Records from a data source:
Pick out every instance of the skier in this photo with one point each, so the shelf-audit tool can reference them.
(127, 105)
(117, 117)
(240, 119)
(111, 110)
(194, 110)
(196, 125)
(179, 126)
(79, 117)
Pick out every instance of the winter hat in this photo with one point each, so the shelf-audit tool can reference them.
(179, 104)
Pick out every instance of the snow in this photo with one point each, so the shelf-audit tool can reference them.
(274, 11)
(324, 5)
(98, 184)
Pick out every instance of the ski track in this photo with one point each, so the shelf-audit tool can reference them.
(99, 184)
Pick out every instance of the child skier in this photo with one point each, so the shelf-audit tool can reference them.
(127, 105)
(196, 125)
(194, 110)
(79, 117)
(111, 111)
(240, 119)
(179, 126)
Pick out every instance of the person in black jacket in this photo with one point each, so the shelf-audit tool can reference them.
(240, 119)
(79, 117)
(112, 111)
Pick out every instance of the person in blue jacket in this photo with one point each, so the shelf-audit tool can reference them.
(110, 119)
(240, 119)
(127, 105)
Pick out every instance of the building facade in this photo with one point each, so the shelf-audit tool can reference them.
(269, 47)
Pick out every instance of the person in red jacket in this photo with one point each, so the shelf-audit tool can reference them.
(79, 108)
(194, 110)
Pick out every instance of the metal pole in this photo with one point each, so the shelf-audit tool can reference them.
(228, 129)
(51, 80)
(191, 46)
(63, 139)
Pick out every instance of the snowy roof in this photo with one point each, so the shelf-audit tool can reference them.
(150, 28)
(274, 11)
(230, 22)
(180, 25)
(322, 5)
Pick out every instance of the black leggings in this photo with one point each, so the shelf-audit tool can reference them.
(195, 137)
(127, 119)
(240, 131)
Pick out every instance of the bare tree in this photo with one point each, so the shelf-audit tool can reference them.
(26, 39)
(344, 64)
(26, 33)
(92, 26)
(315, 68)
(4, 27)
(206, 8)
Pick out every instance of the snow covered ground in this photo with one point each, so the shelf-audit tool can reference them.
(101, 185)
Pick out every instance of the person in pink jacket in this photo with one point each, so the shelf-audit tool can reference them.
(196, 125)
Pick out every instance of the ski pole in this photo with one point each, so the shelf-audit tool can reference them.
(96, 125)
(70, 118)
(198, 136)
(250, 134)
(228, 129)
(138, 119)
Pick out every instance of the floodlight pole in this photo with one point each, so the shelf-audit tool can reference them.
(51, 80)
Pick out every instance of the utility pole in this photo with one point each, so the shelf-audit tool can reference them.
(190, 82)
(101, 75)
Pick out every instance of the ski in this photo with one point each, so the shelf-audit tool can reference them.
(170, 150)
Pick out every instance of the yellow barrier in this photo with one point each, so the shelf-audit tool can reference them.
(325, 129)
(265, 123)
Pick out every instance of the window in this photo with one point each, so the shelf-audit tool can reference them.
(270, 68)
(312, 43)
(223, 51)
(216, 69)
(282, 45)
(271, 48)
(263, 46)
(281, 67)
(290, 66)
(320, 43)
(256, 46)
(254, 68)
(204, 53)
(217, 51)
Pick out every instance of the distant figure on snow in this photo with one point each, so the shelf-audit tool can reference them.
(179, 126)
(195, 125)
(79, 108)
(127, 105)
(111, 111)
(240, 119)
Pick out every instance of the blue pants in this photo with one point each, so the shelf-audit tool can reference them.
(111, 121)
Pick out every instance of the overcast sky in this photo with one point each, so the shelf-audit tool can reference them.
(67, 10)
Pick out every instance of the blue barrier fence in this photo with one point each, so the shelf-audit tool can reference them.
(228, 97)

[Exercise objective] Every record above belongs in the answer, reproduced exactly.

[Expected answer]
Pick out every instance of the skier in this photo with one point each, so the shelf-audit tool can reference them.
(127, 105)
(117, 117)
(240, 119)
(111, 110)
(194, 110)
(196, 125)
(179, 126)
(79, 117)
Pick out every instance of the winter hat in this photo with one point each, so the shelf-audit tool can reference them.
(179, 104)
Pick out every instance of the snow in this photo with one point each, so the shelf-audit tool can reference them.
(274, 11)
(324, 5)
(98, 184)
Pick out every instance of the ski track in this photo with one point each, so the shelf-audit tool can reference them.
(99, 184)
Pick out every instance of the child skier in this photo with one point each, so the shelf-audit tool can reference them.
(127, 105)
(196, 125)
(194, 110)
(79, 117)
(111, 111)
(240, 119)
(179, 126)
Pick out every instance of the person in black jacket in this photo with one point each, so the shelf-audit tool can reference them.
(240, 119)
(79, 117)
(112, 111)
Pick out every instance of the person in blue jacket in this photo with one point each, so the shelf-audit tool can reference them.
(110, 119)
(240, 119)
(127, 105)
Pick out every instance of the building facade in this photo with one point each, so the shelf-audit tool can reference them.
(269, 47)
Pick out every instance of the person in red jacket in this photo with one point each, so the shelf-audit tool can reference them.
(79, 108)
(194, 110)
Pick out every instance of the metal pole in this photo with one point each, so the shelf-audit tool can reference them.
(228, 129)
(51, 80)
(191, 46)
(63, 139)
Pick out every instance of the snowy roof in this photo with one point each, so the shelf-audit tool can reference them.
(150, 28)
(274, 11)
(230, 22)
(180, 25)
(322, 5)
Pick out every instance of the black leggings in this photo with one point each, so the shelf-audit tool can reference them.
(195, 137)
(127, 119)
(240, 131)
Pick out every instance of the bare tree in this photo with one point each, so the shelf-audit tool can reference them.
(26, 39)
(344, 64)
(26, 33)
(92, 26)
(315, 68)
(4, 27)
(206, 8)
Pick out every instance of the snow covered ground in this photo with one point each, so the shelf-audit tool can reference them.
(101, 185)
Pick out every instance of the person in pink jacket in this photo with one point each, so the shelf-audit tool can reference them.
(196, 125)
Pick out every instance of the ski pole in this photo with one point each, so the shelf-audit tool can reference them.
(96, 125)
(70, 118)
(198, 136)
(250, 134)
(228, 129)
(138, 119)
Pick out every instance of the floodlight pole in this photo with one point each, so the shelf-audit tool can reference them.
(51, 80)
Pick out every instance of the utility pole in this photo with one point each, so the shelf-audit tool can reference them.
(190, 82)
(101, 75)
Pick out every instance of the ski in this photo with one point each, so the shelf-audit tool can reference them.
(170, 150)
Pick out every instance of the yellow barrier in this photo with one point each, so the shelf-audit tool can reference them.
(325, 129)
(265, 123)
Pick out every instance of the window in this photo with one point each, so the shelf-audit tool can reference them.
(270, 68)
(312, 43)
(223, 51)
(216, 69)
(282, 45)
(271, 48)
(263, 46)
(281, 67)
(290, 66)
(320, 43)
(256, 46)
(254, 68)
(204, 53)
(217, 51)
Pick out every instance of the distant figure on snow in this photo with one point each, so the shelf-audit tool can reference them.
(179, 126)
(195, 125)
(79, 108)
(127, 105)
(111, 111)
(240, 119)
Pick out every instance of the blue pants in this photo with one point each, so the shelf-audit tool can reference them.
(111, 121)
Pick out every instance of the overcast sky in this photo with one point each, so the shelf-audit tool can reference them.
(67, 10)
Pick out every instance of the blue barrier fence in this photo with one point each, so the shelf-audit tool can reference them.
(228, 97)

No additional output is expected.